Start of Selected extract

Fitting when data is a density

So this is more like a curve fitting than a mixture model, but conveniently it’ll have the mixture model problems I guess haha.

So you have this process that generates a curve. Presumably we’re assuming this is deterministic?

Like the ideal version of the thing you plotted is

f(\vec{\alpha}, \vec{\text{loc}}, \vec{\text{scale}}) = \sum_i^N \alpha_i e^{-(x - \text{loc}_i)^2 / \text{scale}_i}

and for whatever reason this is a sum of squared exponential-looking terms. All you need to do is decide on a measurement process and you’re ready for a Stan model.

For continuous, the standard thing is to just fit a normal if you don’t have a reason to think anything else.

So the simplest curve fit you might try is:

parameters {
  vector[5] alpha;
  vector[5] loc;
  vector<lower=0.0>[5] scale;
  real<lower=0.0> sigma;
}
model {
  y ~ normal(f(alpha, loc, scale), sigma);
}

So it’s easy enough to write that down, but you’re probably going to have a bunch of problems with this model. I’ll list em’ in order of what I think is most importance, but they’re all pretty rough.

  1. The model I wrote down has 16 parameters. I do not think the curve you plotted will identify 16 parameters reliably. Just my opinion – I didn’t actually try it, but that curve looks really simple. There are usually a deceptively large number of ways to put quadratic exponentials together and fit curves. Sampling will help you find some of them, but probably not all of them, and the diagnostics will be sad.

End of Selected extract
Start of Input data

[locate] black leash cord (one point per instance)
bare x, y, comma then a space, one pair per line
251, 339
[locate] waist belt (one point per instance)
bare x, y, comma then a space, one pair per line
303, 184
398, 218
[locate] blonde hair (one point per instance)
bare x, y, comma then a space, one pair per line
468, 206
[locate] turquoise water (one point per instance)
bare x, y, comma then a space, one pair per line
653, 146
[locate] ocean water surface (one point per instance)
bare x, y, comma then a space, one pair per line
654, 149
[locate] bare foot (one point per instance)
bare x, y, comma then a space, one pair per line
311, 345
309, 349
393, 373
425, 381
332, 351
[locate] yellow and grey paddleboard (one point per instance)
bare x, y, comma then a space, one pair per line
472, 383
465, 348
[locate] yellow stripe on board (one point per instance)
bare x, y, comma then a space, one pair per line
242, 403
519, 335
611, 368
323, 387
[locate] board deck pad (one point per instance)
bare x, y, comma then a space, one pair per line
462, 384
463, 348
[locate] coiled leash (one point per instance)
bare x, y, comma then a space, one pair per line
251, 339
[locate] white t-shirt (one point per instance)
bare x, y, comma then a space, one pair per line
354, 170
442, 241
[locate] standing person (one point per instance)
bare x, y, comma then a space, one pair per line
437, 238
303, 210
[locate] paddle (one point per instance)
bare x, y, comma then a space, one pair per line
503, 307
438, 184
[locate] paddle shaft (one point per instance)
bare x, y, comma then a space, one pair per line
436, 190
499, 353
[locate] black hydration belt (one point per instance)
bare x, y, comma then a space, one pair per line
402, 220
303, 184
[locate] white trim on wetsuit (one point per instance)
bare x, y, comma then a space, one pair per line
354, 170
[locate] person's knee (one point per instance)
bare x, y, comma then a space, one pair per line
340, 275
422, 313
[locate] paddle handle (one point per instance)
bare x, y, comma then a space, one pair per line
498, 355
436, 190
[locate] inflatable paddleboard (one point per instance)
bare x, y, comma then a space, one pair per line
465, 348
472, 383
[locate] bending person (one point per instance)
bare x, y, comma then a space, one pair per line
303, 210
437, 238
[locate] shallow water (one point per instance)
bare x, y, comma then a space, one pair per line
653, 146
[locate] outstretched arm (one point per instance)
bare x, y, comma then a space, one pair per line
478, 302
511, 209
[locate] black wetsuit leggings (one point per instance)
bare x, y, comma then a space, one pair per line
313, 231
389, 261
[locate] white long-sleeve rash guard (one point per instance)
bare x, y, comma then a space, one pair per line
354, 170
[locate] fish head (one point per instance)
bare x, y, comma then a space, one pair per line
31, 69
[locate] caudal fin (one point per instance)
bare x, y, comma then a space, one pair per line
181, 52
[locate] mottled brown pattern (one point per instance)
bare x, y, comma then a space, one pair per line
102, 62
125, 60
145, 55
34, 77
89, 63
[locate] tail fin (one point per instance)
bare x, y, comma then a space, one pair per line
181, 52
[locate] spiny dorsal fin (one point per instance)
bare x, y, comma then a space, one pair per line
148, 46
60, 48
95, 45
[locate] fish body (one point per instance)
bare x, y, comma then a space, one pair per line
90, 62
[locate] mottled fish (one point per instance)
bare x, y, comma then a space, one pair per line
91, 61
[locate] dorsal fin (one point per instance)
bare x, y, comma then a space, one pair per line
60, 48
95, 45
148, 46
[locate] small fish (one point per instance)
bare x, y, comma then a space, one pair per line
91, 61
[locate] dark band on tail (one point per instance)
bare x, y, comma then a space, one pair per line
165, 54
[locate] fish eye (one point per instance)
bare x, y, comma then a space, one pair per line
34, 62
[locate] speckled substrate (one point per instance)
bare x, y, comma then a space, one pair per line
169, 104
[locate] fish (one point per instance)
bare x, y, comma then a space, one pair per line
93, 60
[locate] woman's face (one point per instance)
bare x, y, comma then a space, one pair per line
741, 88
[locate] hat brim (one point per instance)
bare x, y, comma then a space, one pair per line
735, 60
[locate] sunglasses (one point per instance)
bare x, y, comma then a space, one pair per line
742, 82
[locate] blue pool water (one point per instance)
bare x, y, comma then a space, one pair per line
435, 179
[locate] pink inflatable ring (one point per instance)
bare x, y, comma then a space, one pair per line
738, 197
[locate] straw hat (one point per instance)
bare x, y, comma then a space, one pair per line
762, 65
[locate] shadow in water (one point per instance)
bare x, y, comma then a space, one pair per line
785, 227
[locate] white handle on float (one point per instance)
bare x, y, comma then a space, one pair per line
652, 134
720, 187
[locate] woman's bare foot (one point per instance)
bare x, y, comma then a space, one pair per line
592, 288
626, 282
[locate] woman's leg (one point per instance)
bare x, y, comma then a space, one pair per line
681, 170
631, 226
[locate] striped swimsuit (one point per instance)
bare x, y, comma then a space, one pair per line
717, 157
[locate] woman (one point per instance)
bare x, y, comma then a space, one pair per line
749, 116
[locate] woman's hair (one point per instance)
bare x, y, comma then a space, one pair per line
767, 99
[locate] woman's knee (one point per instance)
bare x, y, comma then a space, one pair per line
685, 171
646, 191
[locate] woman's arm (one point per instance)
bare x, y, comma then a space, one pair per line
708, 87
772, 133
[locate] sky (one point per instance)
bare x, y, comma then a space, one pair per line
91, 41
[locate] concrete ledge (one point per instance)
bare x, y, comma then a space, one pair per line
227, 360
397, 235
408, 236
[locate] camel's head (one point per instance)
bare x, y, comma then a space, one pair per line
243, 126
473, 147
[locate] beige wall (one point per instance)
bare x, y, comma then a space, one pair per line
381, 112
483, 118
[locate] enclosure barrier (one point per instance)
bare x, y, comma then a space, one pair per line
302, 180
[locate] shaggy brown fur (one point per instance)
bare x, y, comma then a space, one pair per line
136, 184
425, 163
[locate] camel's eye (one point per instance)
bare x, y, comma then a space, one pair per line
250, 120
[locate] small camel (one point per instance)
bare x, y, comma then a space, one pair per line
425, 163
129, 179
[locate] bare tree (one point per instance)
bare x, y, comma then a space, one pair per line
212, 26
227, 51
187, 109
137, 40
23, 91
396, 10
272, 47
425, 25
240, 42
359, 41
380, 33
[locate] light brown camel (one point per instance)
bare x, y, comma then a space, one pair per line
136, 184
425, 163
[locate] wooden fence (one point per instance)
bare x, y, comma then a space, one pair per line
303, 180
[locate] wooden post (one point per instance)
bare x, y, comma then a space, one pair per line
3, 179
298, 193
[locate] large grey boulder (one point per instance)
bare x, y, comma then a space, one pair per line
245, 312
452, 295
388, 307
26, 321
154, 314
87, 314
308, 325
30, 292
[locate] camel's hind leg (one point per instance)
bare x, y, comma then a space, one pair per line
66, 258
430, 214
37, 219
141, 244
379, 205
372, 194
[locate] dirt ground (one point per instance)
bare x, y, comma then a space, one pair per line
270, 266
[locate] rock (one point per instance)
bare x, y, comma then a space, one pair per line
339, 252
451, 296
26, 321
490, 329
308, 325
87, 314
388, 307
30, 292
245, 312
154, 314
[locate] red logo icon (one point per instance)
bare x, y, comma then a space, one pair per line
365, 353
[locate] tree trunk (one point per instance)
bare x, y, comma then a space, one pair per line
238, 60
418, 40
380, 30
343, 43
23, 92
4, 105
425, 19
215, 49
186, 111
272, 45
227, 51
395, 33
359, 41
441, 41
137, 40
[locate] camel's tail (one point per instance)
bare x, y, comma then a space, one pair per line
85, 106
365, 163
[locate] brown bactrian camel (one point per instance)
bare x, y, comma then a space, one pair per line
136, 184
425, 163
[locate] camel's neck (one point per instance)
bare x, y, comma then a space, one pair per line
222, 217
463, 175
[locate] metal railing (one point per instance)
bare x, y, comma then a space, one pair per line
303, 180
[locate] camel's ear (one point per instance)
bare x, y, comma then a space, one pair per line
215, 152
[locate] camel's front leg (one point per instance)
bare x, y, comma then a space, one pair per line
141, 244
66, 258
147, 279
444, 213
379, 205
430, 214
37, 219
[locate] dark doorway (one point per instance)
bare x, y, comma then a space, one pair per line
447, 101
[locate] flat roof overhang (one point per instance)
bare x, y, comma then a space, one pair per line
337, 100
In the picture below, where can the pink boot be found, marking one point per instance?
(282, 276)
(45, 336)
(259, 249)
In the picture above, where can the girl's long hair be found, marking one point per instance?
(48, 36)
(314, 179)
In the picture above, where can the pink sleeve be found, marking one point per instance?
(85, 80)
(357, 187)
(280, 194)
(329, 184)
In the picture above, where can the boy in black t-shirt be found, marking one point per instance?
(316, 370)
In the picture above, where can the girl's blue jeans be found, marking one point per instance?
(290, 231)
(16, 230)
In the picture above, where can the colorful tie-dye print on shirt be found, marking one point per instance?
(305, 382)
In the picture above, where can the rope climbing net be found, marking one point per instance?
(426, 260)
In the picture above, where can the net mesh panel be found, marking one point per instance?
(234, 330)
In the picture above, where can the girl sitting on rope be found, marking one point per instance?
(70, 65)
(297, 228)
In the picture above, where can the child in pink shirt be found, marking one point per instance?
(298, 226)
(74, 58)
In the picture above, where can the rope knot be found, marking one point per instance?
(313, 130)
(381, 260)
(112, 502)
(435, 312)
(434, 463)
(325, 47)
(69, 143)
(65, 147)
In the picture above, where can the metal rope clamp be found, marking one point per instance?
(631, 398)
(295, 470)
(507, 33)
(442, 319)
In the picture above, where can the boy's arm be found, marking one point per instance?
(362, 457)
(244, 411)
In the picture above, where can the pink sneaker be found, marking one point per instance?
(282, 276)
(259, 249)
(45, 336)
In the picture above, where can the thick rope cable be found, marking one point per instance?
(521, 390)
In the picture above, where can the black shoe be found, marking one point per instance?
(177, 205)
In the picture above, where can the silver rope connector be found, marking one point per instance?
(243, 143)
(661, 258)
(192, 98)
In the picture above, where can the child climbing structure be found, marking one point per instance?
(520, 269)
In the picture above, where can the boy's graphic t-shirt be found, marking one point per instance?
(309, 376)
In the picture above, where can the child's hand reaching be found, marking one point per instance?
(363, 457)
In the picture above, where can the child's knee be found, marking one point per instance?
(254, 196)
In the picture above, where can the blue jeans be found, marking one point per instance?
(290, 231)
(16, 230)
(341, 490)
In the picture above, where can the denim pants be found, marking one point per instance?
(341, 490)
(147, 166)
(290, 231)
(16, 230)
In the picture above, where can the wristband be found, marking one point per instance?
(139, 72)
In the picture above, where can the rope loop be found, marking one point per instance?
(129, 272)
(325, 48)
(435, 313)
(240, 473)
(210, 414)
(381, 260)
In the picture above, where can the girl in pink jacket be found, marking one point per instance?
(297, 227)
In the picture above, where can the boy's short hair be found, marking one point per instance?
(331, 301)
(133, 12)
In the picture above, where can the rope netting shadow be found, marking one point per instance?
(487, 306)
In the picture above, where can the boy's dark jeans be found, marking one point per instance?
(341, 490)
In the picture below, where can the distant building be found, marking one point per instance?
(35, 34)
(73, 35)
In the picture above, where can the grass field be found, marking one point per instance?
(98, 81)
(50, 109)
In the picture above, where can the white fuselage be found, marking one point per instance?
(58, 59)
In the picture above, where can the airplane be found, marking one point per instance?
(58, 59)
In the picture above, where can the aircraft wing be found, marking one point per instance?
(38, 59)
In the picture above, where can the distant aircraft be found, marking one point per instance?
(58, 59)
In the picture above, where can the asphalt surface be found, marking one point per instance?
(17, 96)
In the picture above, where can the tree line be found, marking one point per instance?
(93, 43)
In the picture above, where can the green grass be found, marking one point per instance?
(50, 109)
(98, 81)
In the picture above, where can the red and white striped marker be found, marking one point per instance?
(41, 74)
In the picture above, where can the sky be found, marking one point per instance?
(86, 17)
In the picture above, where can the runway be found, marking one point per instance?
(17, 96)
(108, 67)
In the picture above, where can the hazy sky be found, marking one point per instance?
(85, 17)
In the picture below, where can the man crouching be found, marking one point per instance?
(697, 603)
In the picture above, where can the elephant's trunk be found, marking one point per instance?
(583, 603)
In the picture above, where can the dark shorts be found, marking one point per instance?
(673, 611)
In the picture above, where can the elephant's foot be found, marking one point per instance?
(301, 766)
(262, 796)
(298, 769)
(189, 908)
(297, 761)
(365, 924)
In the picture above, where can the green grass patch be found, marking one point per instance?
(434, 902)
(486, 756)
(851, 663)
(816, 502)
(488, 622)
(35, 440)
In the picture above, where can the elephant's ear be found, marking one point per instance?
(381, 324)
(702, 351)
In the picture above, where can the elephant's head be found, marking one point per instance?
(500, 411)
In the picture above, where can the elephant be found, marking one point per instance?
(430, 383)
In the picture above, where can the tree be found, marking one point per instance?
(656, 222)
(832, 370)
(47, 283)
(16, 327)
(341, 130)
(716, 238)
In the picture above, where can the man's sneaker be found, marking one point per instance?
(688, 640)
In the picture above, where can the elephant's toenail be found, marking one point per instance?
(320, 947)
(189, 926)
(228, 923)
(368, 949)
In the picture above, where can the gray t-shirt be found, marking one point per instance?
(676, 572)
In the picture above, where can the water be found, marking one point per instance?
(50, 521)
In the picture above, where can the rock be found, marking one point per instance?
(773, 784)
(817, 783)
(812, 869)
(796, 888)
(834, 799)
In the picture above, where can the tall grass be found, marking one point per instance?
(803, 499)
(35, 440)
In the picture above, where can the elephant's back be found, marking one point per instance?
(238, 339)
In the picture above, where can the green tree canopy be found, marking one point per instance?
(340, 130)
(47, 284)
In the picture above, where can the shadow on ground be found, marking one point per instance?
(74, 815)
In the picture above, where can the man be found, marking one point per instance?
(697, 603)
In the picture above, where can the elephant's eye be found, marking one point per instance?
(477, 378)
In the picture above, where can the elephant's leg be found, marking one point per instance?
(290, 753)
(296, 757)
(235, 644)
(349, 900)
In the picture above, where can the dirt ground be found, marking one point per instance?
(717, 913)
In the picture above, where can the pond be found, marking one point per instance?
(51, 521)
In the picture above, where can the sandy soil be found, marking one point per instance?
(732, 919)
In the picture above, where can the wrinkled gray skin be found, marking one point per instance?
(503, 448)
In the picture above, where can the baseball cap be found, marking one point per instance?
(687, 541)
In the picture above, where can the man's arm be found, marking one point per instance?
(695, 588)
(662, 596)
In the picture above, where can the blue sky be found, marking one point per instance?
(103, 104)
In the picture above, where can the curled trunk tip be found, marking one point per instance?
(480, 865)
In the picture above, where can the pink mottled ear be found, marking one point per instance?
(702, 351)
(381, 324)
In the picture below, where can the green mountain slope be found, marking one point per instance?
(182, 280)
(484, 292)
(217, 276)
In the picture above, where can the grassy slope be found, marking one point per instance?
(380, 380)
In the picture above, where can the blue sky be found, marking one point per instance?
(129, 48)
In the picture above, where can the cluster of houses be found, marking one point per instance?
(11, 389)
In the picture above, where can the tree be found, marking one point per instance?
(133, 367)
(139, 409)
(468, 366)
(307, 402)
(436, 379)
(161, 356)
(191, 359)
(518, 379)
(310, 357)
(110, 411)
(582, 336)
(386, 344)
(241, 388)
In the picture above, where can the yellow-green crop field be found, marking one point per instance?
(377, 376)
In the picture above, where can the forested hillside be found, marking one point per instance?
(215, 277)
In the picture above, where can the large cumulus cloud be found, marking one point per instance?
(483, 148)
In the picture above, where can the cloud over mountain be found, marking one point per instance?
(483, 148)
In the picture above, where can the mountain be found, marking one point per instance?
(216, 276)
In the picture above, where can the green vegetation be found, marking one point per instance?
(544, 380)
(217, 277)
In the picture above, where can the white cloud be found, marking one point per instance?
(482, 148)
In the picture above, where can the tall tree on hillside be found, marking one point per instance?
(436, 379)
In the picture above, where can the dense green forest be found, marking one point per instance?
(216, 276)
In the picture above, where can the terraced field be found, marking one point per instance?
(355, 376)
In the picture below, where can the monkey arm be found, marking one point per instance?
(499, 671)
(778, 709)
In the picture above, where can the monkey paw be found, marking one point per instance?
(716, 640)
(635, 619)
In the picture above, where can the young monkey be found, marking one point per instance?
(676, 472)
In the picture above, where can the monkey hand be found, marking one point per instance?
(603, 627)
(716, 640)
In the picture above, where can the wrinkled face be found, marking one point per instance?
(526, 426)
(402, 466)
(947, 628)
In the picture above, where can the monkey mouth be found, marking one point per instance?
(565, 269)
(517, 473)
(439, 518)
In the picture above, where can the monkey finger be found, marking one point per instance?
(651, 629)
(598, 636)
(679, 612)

End of Input data

— Problem A —
Translate this sentence from the curve-fitting post into German: "All you need to do is decide on a measurement process and you’re ready for a Stan model."
— Problem B —
In the curve-fitting post, rewrite the paragraph beginning "The model I wrote down has 16 parameters" as a short bulleted list that keeps its main points.
— Problem C —
Write the next part of the curve-fitting post, picking up after its last sentence.
You won't need the listing.

— Written answer A —
Sie müssen sich nur noch für einen Messprozess entscheiden, dann sind Sie bereit für ein Stan-Modell.

— Written answer B —
- The model as written has 16 parameters.
- The plotted curve looks very simple, so it probably cannot reliably identify 16 parameters. This is an untested opinion.
- There are usually a deceptively large number of ways to combine quadratic exponentials to fit a curve.
- Sampling will probably find some of these combinations but not all of them, and the diagnostics will be poor.

— Written answer C —
  2. You say there is strong evidence to support that this data is the sum of a bunch of squared exponentials. I believe that maybe it is a good fit, but your data looks really clean. When your data doesn’t have much noise, it is important that you have the right model. Bayesian posteriors are only reliable when you have a good model, but if you have really clean data it raises the bar on what a good enough model is. If you don’t have a good model then the posterior is going to tell you more about model mispecification than anything reliable about the parameters your system. It’s all about that generative process.

  3. There’s lots of problems with the posteriors of things that are mixed together. For instance, re-orderings of the means. You can put ordering constraints on the means but it’ll still be rough.

Since I answered so negatively, here’s a similar question from awhile ago: Mixture of Gaussian functions . You can have a look at that and see if there’s anything useful.

I probably made the outlook sound really bleak, haha :P, but feel free to ask more questions. I could be super wrong. Just give things a try and see what works and what doesn’t, and post questions if you have em’! Hope that helps at all!